Which lines of the records below contain the word "caladium"? Return every one of them in full.

# START OF SUPPLIED RECORDS

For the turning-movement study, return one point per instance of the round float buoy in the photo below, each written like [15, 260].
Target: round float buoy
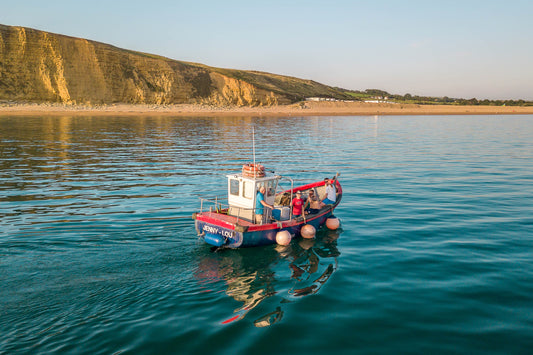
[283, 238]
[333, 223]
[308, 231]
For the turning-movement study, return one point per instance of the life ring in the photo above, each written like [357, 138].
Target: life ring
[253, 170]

# END OF SUPPLIED RECORDS
# START OF SUPPLIED RECORDS

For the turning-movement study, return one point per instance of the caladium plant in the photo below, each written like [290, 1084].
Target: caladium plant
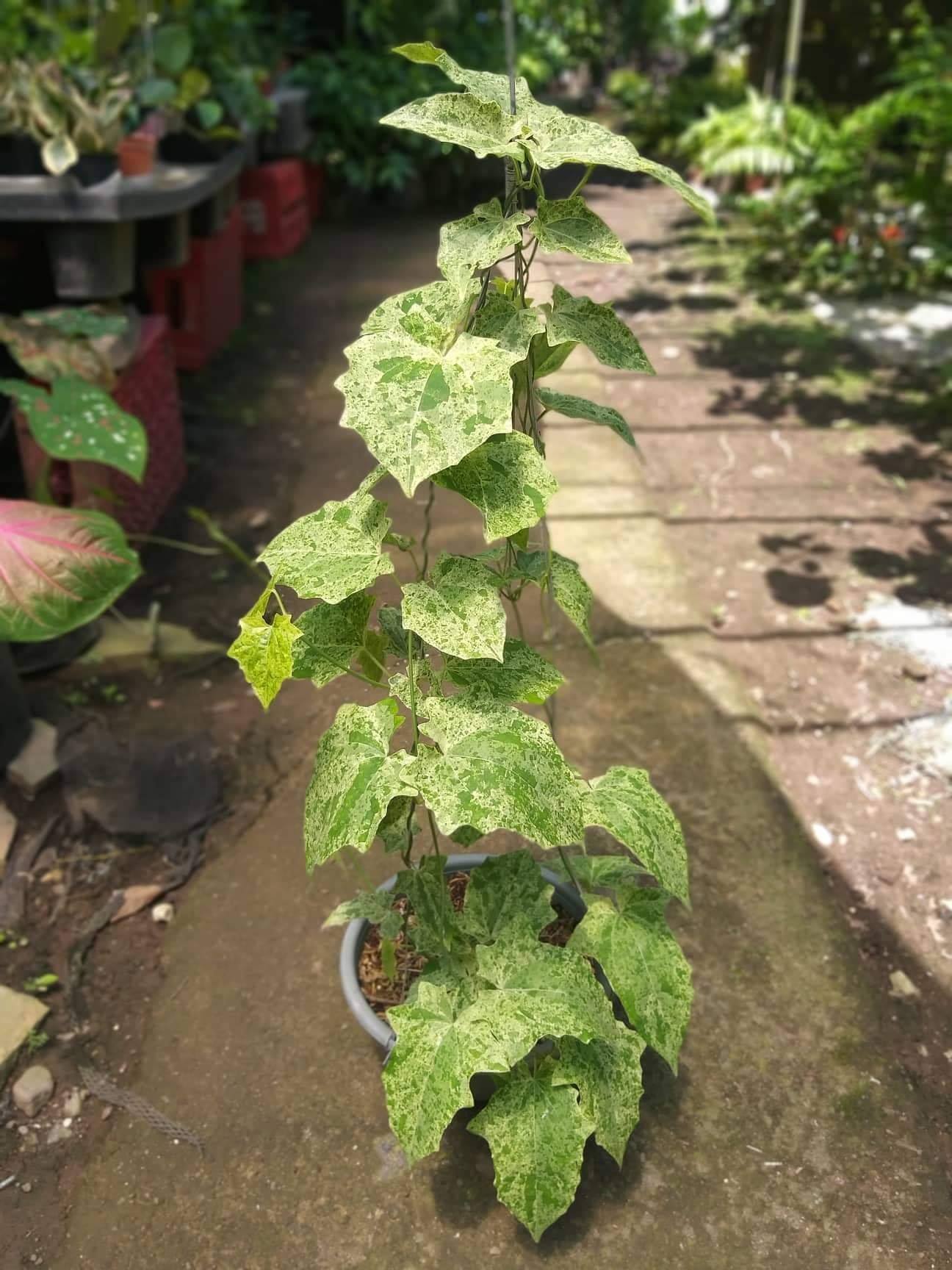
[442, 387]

# END OF SUPPLIED RECORDS

- [REPLY TO THE TASK]
For the turning-movement study, return one point per instance of the caladium plant in the photo below, each written like [290, 1084].
Target: caladium plant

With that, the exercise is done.